● **Text segment**:
Begin
They haven’t given us numbers. We are in communication with them, but they haven’t given us numbers, no.

Paul Silverstein

Analyst · Cowen.

Last question, if I may. With respect to the European opportunities, historically, you’ve cited around half a dozen incremental opportunities that had not been awarded, but some of which you were expecting to be awarded around the midpoint this year. I assume the cable MSO, European opportunities, one of those six. Any insight you can provide regarding the others. And just to be clear, I assume also that the two carriers you referenced that one – two which are in labs, one of which has placed orders, notwithstanding that they are still in the labs. Those are two of the three opportunities you’ve referenced historically, i.e., the Lumen and DT. In DT, I assume, with respect to the other sets, if I have that right, can you give us any incremental insight on where those RFPs awards are at?

Tom Stanton

Analyst · Cowen.

Yes. I mentioned one, the MSO, which some people count and some people don’t. We’ve finalized contract negotiations with that. And I also mentioned that we are in contract negotiations with two others.

Paul Silverstein

Analyst · Cowen.

So those are two of the other six you are in contract negotiations with, one of the six, you’ve now secured the contract. The other three, is there any visibility as to when those awards would be made?

Tom Stanton

Analyst · Cowen.

I don’t have that at this point, no.

Paul Silverstein

Analyst · Cowen.

And Tom, with respect to the three you just referenced, are you expecting those to be meaningful in calendar ‘22 on top of the other three you’ve been talking about for the last year?

Tom Stanton

Analyst · Cowen.

I think the Cable One, I feel really good about. I think the other two are too early to understand their lab cycle to be able to give you kind of – sometimes these things take forever. Because the Cable One, I’m already through the lab, let’s say, 99.9% through the lab, going into the field trial right now. So I feel good about that one because I know the timing. The other two, we have not really entered – we’ve done some lab testing, but we haven’t really gone through the cycle yet. So that would be more difficult to say on those two.
End
● **Dataset extract**:
Begin
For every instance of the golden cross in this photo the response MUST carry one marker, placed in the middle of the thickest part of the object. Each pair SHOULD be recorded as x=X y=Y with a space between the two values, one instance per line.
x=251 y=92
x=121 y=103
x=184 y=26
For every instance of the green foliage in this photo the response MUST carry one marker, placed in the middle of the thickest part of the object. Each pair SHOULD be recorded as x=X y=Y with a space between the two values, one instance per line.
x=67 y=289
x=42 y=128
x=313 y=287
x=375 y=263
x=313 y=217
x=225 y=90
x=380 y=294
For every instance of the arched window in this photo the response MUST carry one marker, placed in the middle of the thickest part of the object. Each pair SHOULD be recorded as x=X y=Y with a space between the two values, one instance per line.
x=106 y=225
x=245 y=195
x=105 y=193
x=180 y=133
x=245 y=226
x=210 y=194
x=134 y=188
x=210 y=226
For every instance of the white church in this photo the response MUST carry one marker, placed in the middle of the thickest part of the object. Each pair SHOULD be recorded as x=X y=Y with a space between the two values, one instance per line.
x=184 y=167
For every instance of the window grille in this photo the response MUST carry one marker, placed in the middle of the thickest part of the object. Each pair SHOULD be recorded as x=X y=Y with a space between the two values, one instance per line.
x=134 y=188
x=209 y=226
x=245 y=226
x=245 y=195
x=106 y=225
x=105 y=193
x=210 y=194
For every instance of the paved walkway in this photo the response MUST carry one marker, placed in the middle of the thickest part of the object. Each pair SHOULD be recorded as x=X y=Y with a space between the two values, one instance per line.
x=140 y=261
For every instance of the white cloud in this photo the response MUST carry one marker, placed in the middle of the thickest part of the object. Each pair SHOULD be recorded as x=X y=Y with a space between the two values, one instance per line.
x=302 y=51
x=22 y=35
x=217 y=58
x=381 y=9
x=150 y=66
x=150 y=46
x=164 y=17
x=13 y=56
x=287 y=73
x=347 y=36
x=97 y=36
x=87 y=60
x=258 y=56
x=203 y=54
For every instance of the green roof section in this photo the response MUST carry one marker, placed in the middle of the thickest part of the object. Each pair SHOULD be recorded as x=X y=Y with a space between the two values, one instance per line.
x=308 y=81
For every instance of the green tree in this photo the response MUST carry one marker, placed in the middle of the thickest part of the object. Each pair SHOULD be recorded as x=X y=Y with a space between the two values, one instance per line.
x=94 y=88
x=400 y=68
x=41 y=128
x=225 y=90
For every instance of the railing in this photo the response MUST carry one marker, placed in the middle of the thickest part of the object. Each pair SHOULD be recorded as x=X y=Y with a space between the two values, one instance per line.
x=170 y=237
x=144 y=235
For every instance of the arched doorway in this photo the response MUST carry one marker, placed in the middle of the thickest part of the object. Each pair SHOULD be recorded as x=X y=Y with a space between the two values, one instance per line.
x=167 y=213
End
● **Problem to solve**: Please write the next part of the earnings call transcript, picking up after its last line. The entries play no part here.

● **Task result**:
Paul Silverstein

Analyst · Cowen.

I appreciate your response. Thanks, Tom.

Tom Stanton

Analyst · Cowen.

Okay.

Operator

Operator

Your next question comes from the line of Bill Dezellem with Tieton Capital.

Bill Dezellem

Analyst · Tieton Capital.

Thank you. I’d like to dive further into the supply issues that you’re dealing with. Did you earlier say it’s specifically ICs? And if that is the case, are these specific to, I guess, are the ASICs of yours or are they more general commoditized products?

Tom Stanton

Analyst · Tieton Capital.

It is, by far, predominantly ICs, I would say everything other than ICs, is manageable in like normal course. Every once a while you run into something that’s kind of strange, but not that often. I mean we ran into problems with resin that was used in plastics to make our housings, for some reason, there was a run on that for a while. But you run into those. That’s typical. So it’s predominantly ICs. I mean we would not have an issue if it wasn’t IC issues. And as far as the type of IC, it is now down to the most benign component level IC that you can think of. It’s everything.

Bill Dezellem

Analyst · Tieton Capital.

Great. Thank you for that perspective. And do you have a time frame that you are hearing or that your insights would say that these issues ought to loosen by a certain time?

Tom Stanton

Analyst · Tieton Capital.

No. In that regard, I’m kind of held to the same kind of knowledge that you have because it’s really more about fab capacity than it is the chip supplier themselves. We do know that fab capacity is coming online. We are mapping fab capacity by process, the size of the process itself and where that capacity is coming in line or online so that we can do a couple of things. One, better steer, we will see some relief. If we will see relief and if everybody just builds, I don’t know what the processing the 7-nanometer really, really super high-end chips, and that doesn’t solve some of these general component issues. So it’s harder to forecast when you get down to the actual type of chip that we’re talking about. But we do have the ability over time to steer our designs as well to some of these areas where we think capacity will come more online, and that’s what we’re trying to do now. We’ve redesigned several products already in order to keep customers happy, and we’re going to continue to do that. But I don’t have a real endpoint.

Bill Dezellem

Analyst · Tieton Capital.

Great. Thank you and good luck with the process.

Tom Stanton

Analyst · Tieton Capital.

Alright. Thank you.

Operator

Operator

Your next question comes from the line of Tim Savageaux with Northland Capital Management.

Tim Savageaux

Analyst · Northland Capital Management.

Hi, good morning.

Tom Stanton

Analyst · Northland Capital Management.

Good morning.

Tim Savageaux

Analyst · Northland Capital Management.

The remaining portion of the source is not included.